-- START OF Raw data --

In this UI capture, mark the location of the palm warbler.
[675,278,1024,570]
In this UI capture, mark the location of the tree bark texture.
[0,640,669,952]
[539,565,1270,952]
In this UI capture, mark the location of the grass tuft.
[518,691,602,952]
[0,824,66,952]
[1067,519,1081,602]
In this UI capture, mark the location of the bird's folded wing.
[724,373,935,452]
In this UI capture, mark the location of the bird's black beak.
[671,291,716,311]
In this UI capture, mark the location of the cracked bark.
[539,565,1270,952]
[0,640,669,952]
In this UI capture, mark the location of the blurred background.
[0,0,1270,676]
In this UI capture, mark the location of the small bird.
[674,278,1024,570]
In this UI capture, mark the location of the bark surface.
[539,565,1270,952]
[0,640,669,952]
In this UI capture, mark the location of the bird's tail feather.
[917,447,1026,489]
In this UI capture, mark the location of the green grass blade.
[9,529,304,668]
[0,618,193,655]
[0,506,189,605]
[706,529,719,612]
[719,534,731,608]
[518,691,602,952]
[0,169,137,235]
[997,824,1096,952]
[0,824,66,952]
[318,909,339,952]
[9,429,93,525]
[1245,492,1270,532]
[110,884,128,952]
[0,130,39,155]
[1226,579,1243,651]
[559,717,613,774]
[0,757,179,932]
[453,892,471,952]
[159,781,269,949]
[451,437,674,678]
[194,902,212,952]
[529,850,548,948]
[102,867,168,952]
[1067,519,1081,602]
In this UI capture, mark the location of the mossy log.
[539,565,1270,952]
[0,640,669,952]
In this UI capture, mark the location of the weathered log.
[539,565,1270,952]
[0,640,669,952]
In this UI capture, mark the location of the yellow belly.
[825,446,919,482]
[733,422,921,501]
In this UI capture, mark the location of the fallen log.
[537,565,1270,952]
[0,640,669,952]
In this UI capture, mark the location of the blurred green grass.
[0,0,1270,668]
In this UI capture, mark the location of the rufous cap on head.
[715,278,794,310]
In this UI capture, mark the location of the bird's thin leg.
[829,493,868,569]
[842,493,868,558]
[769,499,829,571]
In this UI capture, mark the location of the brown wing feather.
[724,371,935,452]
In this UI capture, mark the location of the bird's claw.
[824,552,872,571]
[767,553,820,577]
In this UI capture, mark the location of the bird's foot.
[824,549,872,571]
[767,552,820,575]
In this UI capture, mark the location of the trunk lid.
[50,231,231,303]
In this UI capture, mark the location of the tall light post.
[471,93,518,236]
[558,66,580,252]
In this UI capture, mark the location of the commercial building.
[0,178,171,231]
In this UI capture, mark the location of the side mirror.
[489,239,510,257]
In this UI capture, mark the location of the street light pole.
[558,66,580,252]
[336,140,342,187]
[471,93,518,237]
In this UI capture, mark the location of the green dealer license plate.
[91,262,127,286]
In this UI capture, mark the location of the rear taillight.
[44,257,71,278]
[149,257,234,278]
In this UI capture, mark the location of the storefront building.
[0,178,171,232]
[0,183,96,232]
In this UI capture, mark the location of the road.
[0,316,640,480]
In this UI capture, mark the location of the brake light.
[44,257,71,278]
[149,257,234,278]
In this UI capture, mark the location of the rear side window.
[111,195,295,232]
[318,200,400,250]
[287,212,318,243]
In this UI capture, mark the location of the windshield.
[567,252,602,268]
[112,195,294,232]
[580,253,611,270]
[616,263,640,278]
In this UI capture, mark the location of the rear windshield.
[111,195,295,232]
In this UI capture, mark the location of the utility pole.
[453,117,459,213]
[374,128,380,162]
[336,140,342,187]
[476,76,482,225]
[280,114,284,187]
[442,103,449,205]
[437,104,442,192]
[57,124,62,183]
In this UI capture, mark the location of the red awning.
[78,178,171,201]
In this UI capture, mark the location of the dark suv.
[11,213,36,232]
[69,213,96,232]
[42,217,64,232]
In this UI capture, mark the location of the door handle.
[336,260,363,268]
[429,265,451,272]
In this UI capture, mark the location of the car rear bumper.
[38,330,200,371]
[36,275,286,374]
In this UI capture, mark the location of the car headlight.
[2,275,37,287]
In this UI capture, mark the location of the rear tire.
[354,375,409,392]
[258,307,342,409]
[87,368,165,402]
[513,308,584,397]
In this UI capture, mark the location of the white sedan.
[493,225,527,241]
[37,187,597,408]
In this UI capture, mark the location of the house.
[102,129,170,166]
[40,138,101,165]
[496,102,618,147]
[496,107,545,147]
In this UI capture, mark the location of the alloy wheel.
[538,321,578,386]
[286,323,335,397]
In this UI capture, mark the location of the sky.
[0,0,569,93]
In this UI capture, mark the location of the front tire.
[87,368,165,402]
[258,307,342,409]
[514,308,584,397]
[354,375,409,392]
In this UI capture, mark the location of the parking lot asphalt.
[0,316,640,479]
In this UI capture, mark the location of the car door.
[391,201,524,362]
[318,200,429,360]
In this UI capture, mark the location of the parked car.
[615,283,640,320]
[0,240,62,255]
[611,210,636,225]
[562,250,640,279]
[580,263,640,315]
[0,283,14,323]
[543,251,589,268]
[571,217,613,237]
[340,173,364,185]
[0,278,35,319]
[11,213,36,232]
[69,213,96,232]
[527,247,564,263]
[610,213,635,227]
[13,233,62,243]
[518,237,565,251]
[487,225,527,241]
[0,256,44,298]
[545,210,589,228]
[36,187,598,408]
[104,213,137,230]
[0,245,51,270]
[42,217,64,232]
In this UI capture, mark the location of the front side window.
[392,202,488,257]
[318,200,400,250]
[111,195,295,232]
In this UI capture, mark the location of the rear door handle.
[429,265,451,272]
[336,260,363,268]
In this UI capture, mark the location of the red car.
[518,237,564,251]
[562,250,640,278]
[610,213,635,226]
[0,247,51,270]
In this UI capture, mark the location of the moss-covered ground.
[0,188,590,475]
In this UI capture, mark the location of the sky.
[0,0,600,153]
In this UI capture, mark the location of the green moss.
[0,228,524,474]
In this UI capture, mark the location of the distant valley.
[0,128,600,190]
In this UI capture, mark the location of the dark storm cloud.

-- END OF Raw data --

*Task to carry out*. Can you pull out, word for word, the part of the listing that opens with the line containing "In this UI capture, mark the location of the dark suv." and closes with the line containing "[2,275,37,287]"?

*Written answer*.
In this UI capture, mark the location of the dark suv.
[11,213,36,232]
[69,213,96,232]
[42,217,64,232]
In this UI capture, mark the location of the door handle.
[336,260,363,268]
[429,265,451,272]
In this UI capture, mark the location of the car rear bumper.
[38,330,200,371]
[36,275,286,374]
In this UI capture, mark the location of the car headlight.
[2,275,37,287]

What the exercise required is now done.